#### Source extract:
++++++++++
Learning and visualization of features using MC-DCNN for gait training considering physical individual differences

Yusuke Osawa*, Keiichi Watanuki, Kazunori Kaede, Keiichi Muramatsu

*Corresponding author for this work

Research output: Contribution to journalArticlepeer-review

1 Citation (Scopus)


Several training methods have been developed to acquire motion information during real-time walking; these methods also feed the information back to the trainee. Trainees adjust their gait to ensure that the measured value approaches the target value, which may not always be suitable for each trainee. Therefore, we aim to develop a gait feedback training system that considers individual differences, classifies the gait of the trainee, and identifies adjustments for body parts and timing. A convolutional neural network (CNN) has a feature extraction function and is robust in terms of each feature position; therefore, it can be used to classify a gait as ideal or non-ideal. Additionally, when the gradient-weighted class activation mapping (Grad-CAM) is applied to the gait classification model, the output measures the influence degree contributed by the trainee's each body part to the classification results. Thus, the trainee can visually determine the body parts that need to be adjusted through the use of the output. In this study, we focused on gaits related to stumbling. We measured the kinematics and kinetics data for participants and generated multivariate gait data, which were labeled as “gait rarely associated with stumbling” class or “gait frequently associated with stumbling” class using clustering with dynamic time warping. Next, the multichannel deep CNN (MC-DCNN) was used to learn the gait using the multivariate gait data and the corresponding classes. Finally, the data for verification were input into the MC-DCNN model, and we visualized the influence degrees of each place of the multivariate gait data for classification using GradCAM. The MC-DCNN model classified gaits with a high accuracy of 97.64±0.40%, and it learned the features that determine the thumb-to-ground distance. The output of the Grad-CAM indicated body parts, timing, and the relative strength of features that have an important effect on the thumb-to-ground distance.
++++++++++
#### Questions on the material:
1. In the gait-training abstract, what classification accuracy did the MC-DCNN model reach?
2. Rewrite the gait-training abstract starting with "Yusuke Osawa*, Keiichi" and going on through "1 Citation (Scopus)", swapping "Scopus" for "Web of Science".
++++++++++
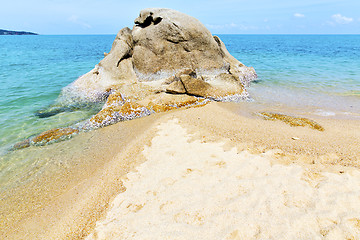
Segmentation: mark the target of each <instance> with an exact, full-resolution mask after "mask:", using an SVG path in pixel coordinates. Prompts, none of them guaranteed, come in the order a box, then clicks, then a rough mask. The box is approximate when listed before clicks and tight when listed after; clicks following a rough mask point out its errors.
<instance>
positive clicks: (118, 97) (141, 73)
mask: <svg viewBox="0 0 360 240" xmlns="http://www.w3.org/2000/svg"><path fill="white" fill-rule="evenodd" d="M255 78H256V73H255V71H254V69H253V68H249V67H246V66H245V65H243V64H242V63H241V62H239V61H238V60H237V59H235V58H234V57H233V56H231V55H230V53H229V52H228V51H227V49H226V47H225V45H224V43H223V42H222V41H221V40H220V38H219V37H217V36H212V35H211V33H210V32H209V31H208V30H207V29H206V27H205V26H204V25H203V24H202V23H200V22H199V21H198V20H197V19H195V18H193V17H190V16H188V15H186V14H183V13H180V12H178V11H175V10H171V9H159V8H149V9H145V10H142V11H141V12H140V15H139V17H138V18H136V19H135V25H134V27H133V29H132V30H131V29H129V28H127V27H126V28H123V29H122V30H120V31H119V32H118V34H117V36H116V38H115V40H114V42H113V45H112V48H111V51H110V52H109V53H105V57H104V59H103V60H101V61H100V63H99V64H98V65H96V66H95V68H94V69H93V70H91V71H90V72H89V73H87V74H85V75H83V76H81V77H80V78H79V79H77V80H76V81H75V82H73V83H72V84H71V85H70V86H68V87H67V88H64V90H63V92H62V93H61V96H60V97H59V99H58V101H57V102H56V105H54V106H52V108H49V109H48V110H45V111H42V112H39V116H43V117H46V116H51V115H54V114H57V113H58V112H60V111H62V110H64V111H71V110H76V108H77V107H78V106H79V105H78V104H74V102H75V103H78V102H80V103H87V102H97V101H101V100H106V99H108V101H107V103H106V104H105V105H104V107H103V108H102V110H101V111H100V112H99V113H98V114H97V115H95V116H94V117H93V118H92V119H91V121H90V122H93V123H94V124H95V125H96V126H103V125H108V124H110V123H113V122H116V121H119V120H126V119H131V118H133V117H141V116H146V115H148V114H150V113H152V112H159V111H160V110H161V109H163V110H164V111H165V110H166V111H167V110H170V109H174V108H177V107H174V106H192V105H198V103H202V102H203V101H204V99H208V100H215V101H238V100H240V99H242V98H244V97H246V96H247V92H246V88H245V87H246V86H247V85H248V83H249V82H250V81H251V80H253V79H255ZM159 93H161V94H159ZM179 95H187V96H190V97H191V98H192V100H191V101H188V97H184V98H182V97H179ZM164 96H166V97H164ZM156 98H159V99H161V100H156ZM168 98H172V99H173V100H174V101H175V102H174V101H169V99H168ZM69 99H71V101H70V102H71V104H69V103H68V100H69ZM149 99H151V101H150V100H149ZM164 99H167V100H166V101H165V102H164V101H163V100H164ZM184 99H187V100H184ZM146 101H148V103H147V104H143V103H142V104H139V102H146ZM149 101H150V102H149ZM176 101H180V102H179V104H176ZM192 101H193V103H192V104H185V103H184V102H186V103H189V102H192ZM111 102H116V104H112V103H111ZM155 102H157V103H156V104H155ZM169 102H173V103H172V104H168V103H169ZM62 105H66V106H67V105H70V106H71V107H66V106H62ZM81 106H82V105H81ZM132 113H133V114H132Z"/></svg>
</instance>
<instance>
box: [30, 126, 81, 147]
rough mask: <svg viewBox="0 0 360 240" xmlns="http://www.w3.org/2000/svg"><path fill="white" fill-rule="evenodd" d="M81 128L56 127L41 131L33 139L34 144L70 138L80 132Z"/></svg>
mask: <svg viewBox="0 0 360 240" xmlns="http://www.w3.org/2000/svg"><path fill="white" fill-rule="evenodd" d="M78 132H79V130H77V129H73V128H56V129H51V130H48V131H45V132H43V133H40V134H39V135H37V136H36V137H34V138H32V139H31V144H33V145H45V144H47V143H49V142H54V141H60V140H64V139H66V138H70V137H71V136H72V135H74V134H76V133H78Z"/></svg>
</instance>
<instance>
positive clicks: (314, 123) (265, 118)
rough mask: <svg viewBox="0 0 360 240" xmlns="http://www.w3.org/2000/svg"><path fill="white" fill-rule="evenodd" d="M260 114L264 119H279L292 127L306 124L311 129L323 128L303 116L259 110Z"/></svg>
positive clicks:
++++++++++
#### Responses by item number:
1. 97.64±0.40%

2.
Yusuke Osawa*, Keiichi Watanuki, Kazunori Kaede, Keiichi Muramatsu

*Corresponding author for this work

Research output: Contribution to journalArticlepeer-review

1 Citation (Web of Science)